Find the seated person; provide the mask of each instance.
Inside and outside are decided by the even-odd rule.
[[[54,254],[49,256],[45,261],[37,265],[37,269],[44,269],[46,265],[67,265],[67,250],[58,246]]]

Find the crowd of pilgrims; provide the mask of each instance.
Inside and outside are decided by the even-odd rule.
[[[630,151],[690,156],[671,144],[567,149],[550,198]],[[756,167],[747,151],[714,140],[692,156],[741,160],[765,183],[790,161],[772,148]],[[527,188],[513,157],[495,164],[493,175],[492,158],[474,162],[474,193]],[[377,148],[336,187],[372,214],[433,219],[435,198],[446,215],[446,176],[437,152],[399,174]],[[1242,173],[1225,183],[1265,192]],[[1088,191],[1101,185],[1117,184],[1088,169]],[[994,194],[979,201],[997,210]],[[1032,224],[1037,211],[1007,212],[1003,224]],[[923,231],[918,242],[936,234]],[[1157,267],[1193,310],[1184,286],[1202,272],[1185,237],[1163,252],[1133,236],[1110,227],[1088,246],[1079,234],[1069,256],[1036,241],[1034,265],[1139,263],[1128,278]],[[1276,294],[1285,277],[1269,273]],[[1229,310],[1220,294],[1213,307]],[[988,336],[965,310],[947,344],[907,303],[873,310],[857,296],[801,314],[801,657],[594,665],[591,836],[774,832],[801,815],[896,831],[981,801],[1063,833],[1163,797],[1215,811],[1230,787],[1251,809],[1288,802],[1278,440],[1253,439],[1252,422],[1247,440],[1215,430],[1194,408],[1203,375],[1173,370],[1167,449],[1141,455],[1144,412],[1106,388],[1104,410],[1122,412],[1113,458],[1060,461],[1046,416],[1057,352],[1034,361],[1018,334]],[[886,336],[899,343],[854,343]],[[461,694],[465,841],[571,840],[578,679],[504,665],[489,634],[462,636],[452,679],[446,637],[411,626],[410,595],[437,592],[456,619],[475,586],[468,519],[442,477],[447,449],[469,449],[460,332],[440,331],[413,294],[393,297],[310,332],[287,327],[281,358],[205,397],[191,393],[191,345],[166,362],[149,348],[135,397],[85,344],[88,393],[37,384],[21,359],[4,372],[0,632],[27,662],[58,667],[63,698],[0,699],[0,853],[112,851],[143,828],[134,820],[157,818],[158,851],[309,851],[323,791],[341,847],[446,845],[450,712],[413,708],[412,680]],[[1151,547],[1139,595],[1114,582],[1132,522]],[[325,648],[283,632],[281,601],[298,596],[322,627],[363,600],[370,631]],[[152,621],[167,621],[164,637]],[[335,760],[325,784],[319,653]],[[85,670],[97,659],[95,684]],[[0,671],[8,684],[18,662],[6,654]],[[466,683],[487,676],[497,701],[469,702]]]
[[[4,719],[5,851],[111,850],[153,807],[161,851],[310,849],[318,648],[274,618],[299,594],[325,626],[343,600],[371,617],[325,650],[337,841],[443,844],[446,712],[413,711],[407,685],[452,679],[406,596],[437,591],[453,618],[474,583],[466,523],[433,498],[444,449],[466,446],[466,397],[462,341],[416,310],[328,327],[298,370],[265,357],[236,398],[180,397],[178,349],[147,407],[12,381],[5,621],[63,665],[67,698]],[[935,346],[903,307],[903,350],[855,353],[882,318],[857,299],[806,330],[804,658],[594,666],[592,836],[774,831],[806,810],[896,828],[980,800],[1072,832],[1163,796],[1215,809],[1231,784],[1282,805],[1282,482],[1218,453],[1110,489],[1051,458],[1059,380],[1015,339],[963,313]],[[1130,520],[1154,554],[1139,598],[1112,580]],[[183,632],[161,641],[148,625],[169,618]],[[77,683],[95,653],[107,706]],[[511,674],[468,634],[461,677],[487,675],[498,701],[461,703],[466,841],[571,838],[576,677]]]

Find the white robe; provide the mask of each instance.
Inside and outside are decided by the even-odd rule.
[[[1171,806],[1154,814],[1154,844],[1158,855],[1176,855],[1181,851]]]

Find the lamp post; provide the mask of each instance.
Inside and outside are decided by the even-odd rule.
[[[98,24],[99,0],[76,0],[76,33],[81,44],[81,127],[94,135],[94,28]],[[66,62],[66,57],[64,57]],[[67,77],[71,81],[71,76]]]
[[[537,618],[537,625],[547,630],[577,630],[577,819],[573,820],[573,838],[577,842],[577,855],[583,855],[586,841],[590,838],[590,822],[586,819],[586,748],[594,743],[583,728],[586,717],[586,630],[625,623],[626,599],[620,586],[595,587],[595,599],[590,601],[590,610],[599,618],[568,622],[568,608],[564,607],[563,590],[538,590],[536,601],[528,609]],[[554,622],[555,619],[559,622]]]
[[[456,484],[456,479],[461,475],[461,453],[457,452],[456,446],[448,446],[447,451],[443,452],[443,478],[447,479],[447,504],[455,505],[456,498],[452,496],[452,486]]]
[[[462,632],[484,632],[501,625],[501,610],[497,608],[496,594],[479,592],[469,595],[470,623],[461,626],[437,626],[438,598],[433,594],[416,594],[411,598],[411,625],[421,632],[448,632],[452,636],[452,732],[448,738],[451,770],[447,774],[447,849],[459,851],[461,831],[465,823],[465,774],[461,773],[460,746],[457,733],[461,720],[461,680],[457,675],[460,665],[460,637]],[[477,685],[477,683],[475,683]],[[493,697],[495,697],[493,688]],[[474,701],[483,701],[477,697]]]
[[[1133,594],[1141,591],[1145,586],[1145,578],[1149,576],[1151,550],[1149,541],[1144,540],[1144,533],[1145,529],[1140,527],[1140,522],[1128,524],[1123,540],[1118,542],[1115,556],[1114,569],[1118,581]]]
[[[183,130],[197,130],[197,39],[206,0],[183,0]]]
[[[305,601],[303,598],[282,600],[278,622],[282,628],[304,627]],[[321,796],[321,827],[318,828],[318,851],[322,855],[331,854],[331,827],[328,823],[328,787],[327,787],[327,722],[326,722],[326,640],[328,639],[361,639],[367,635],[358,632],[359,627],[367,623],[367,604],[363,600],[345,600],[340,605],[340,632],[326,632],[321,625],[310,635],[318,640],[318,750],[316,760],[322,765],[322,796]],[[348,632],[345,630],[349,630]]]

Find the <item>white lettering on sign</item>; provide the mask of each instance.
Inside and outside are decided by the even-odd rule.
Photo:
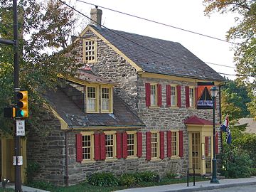
[[[16,136],[25,136],[25,120],[16,120]]]

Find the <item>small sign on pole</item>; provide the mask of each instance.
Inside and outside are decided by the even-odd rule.
[[[25,120],[16,120],[16,136],[25,136]]]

### TASK DIRECTIONS
Every line should be retyped exactly, with the pictures omitted.

### EXERCISE RESULT
Find the seated person; provide the mask of each instance.
Inside and outside are decided by the even-odd rule.
[[[54,254],[49,256],[45,261],[37,265],[37,269],[44,269],[46,265],[67,265],[67,250],[58,246]]]

Find the crowd of pilgrims; provide the mask of each instance.
Inside and outside are decided by the even-odd rule.
[[[630,151],[690,156],[671,144],[567,149],[550,198]],[[756,167],[747,151],[714,140],[692,156],[741,160],[765,183],[790,161],[772,148]],[[527,188],[513,157],[495,164],[493,175],[492,158],[474,162],[474,193]],[[377,148],[336,187],[372,214],[433,219],[435,198],[446,215],[446,176],[437,152],[399,174]],[[1242,173],[1225,183],[1265,192]],[[1088,191],[1101,185],[1117,184],[1088,169]],[[994,194],[979,201],[997,210]],[[1032,224],[1037,211],[1007,212],[1003,224]],[[923,231],[918,242],[936,234]],[[1157,267],[1193,310],[1184,286],[1202,272],[1185,237],[1163,252],[1133,236],[1110,227],[1088,246],[1079,234],[1069,256],[1036,241],[1034,265],[1139,263],[1128,278]],[[1276,294],[1285,277],[1269,273]],[[1229,310],[1220,294],[1213,307]],[[988,336],[965,310],[947,344],[907,303],[873,310],[857,296],[801,314],[801,657],[594,665],[591,836],[774,832],[801,815],[896,831],[981,801],[1063,833],[1163,797],[1215,811],[1230,787],[1251,809],[1288,802],[1278,440],[1253,439],[1252,422],[1247,440],[1215,430],[1194,408],[1203,375],[1173,370],[1167,449],[1141,455],[1144,412],[1106,388],[1104,410],[1122,412],[1113,458],[1060,461],[1046,416],[1057,352],[1034,361],[1018,334]],[[886,336],[899,343],[854,343]],[[461,694],[465,841],[571,840],[578,679],[504,665],[489,634],[462,636],[452,679],[446,637],[411,626],[410,595],[437,592],[456,619],[475,586],[468,519],[442,477],[447,449],[469,449],[460,332],[440,331],[413,294],[393,297],[310,332],[287,327],[281,358],[205,397],[191,393],[191,345],[166,362],[149,348],[135,397],[85,344],[88,393],[37,384],[21,359],[4,372],[0,632],[27,662],[58,667],[63,698],[0,699],[0,853],[112,851],[143,828],[134,820],[157,818],[158,851],[309,851],[323,791],[341,847],[446,845],[450,712],[413,708],[412,680]],[[1151,547],[1139,595],[1114,582],[1132,522]],[[325,648],[283,632],[281,601],[298,596],[322,627],[363,600],[370,631]],[[152,621],[167,621],[164,637]],[[335,760],[325,784],[319,653]],[[85,670],[97,659],[95,684]],[[0,671],[8,684],[18,662],[6,654]],[[466,683],[487,676],[497,701],[469,702]]]
[[[4,719],[5,851],[111,850],[153,807],[161,851],[310,849],[318,648],[274,618],[299,594],[325,626],[343,600],[371,617],[325,650],[337,841],[443,844],[446,712],[413,711],[407,685],[452,679],[406,596],[437,591],[453,618],[474,583],[466,523],[433,498],[444,449],[466,446],[466,397],[462,341],[416,310],[328,327],[298,370],[265,357],[236,398],[180,397],[178,349],[147,407],[12,381],[5,621],[63,665],[67,698]],[[935,346],[903,307],[903,350],[855,353],[882,318],[857,299],[806,330],[804,658],[594,666],[592,836],[774,831],[806,810],[896,828],[980,800],[1072,832],[1163,796],[1215,809],[1231,784],[1282,805],[1282,482],[1218,453],[1110,489],[1051,458],[1059,380],[1015,339],[963,313]],[[1130,520],[1154,554],[1139,598],[1112,580]],[[183,632],[161,641],[148,625],[169,618]],[[77,683],[95,653],[107,706]],[[511,674],[468,634],[461,677],[487,675],[498,701],[461,703],[466,841],[571,838],[576,677]]]

Find the white robe; provide the mask of each instance.
Inside and outside are decided by the even-odd rule.
[[[1171,806],[1154,814],[1154,844],[1158,855],[1176,855],[1181,851]]]

Find the lamp post; provide the mask of each instance.
Inside and outside are decided by the even-odd rule.
[[[98,24],[99,0],[76,0],[76,33],[81,44],[81,127],[94,135],[94,28]],[[66,62],[66,57],[64,57]],[[67,77],[71,81],[71,76]]]
[[[537,618],[537,625],[547,630],[577,630],[577,819],[573,820],[573,838],[577,842],[577,855],[583,855],[586,841],[590,838],[590,822],[586,819],[586,748],[594,743],[583,728],[586,717],[586,630],[625,623],[626,599],[620,586],[595,587],[595,599],[590,601],[590,610],[599,618],[568,622],[568,608],[564,607],[563,590],[538,590],[536,601],[528,609]],[[554,622],[555,619],[559,622]]]
[[[456,484],[456,479],[461,475],[461,453],[457,452],[456,446],[448,446],[447,451],[443,452],[443,478],[447,479],[447,504],[455,505],[456,498],[452,496],[452,486]]]
[[[462,632],[484,632],[501,625],[501,610],[497,608],[496,594],[479,592],[469,595],[470,623],[461,626],[437,626],[438,598],[433,594],[416,594],[411,598],[411,625],[421,632],[448,632],[452,636],[452,732],[448,738],[451,770],[447,774],[447,849],[459,851],[461,831],[465,823],[465,774],[461,773],[460,746],[457,733],[461,720],[461,680],[457,675],[460,665],[460,637]],[[477,685],[477,683],[475,683]],[[493,697],[495,697],[493,688]],[[474,701],[483,701],[477,697]]]
[[[1133,594],[1141,591],[1145,586],[1145,578],[1149,576],[1151,550],[1149,541],[1144,540],[1144,533],[1145,529],[1140,527],[1140,522],[1128,524],[1123,540],[1118,542],[1115,556],[1114,569],[1118,581]]]
[[[183,130],[197,130],[197,39],[206,0],[183,0]]]
[[[305,601],[303,598],[282,600],[278,622],[282,628],[304,627]],[[321,796],[321,827],[318,828],[318,851],[322,855],[331,854],[331,827],[328,823],[328,787],[327,787],[327,722],[326,722],[326,640],[328,639],[361,639],[367,635],[358,632],[359,627],[367,623],[367,604],[363,600],[345,600],[340,605],[340,632],[326,632],[321,625],[310,635],[318,640],[318,750],[316,760],[322,765],[322,796]],[[348,632],[345,630],[349,630]]]

Find the <item>white lettering on sign</item>; provide the mask of each instance.
Inside and outside are decided by the even-odd rule.
Photo:
[[[16,136],[25,136],[25,120],[16,120]]]

Find the <item>small sign on pole</item>; provide the mask of each instance.
Inside and outside are decided by the even-odd rule.
[[[25,120],[16,120],[16,136],[25,136]]]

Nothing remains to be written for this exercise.